■ **WRITTEN EXERCISE**: Please pull every line of text from the material below and repeat each one word for word, leaving the pictures out of your answer.

[Dataset records]
******************************

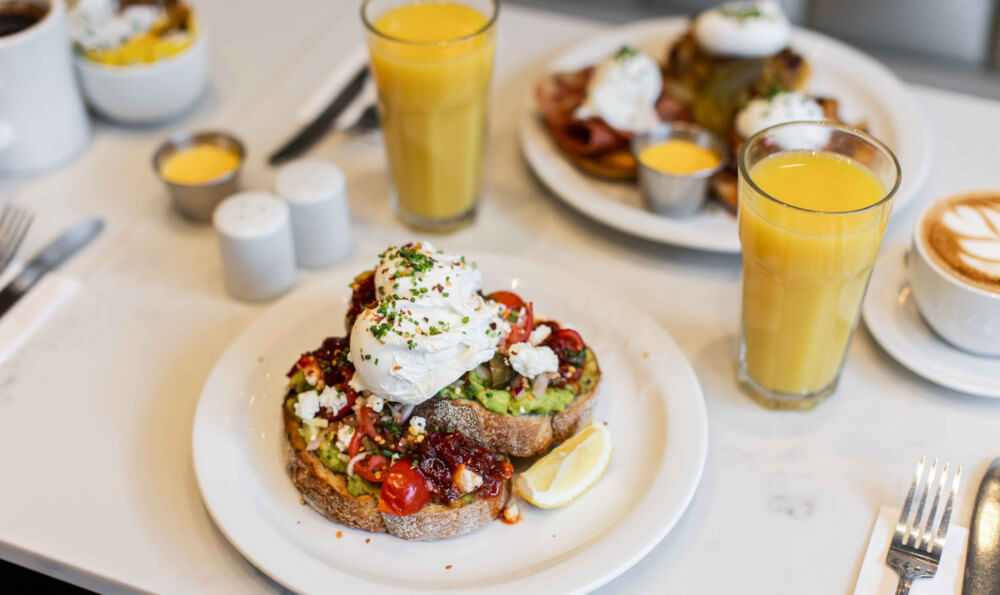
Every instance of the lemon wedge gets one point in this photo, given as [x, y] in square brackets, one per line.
[569, 470]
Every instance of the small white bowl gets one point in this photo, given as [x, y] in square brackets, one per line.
[147, 93]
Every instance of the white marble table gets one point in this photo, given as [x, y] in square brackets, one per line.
[95, 412]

******************************

■ **ANSWER TO THE TASK**:
Every instance of the lemon wedge gets one point in this photo, given as [x, y] in square brackets, one per line.
[569, 470]
Every instance of the small white bowl gets one point in this photo, given as [x, y] in square brackets, one per line.
[147, 93]
Every instance of the white marble table gets one point in this photo, given as [x, y] in square brackets, one per line.
[95, 412]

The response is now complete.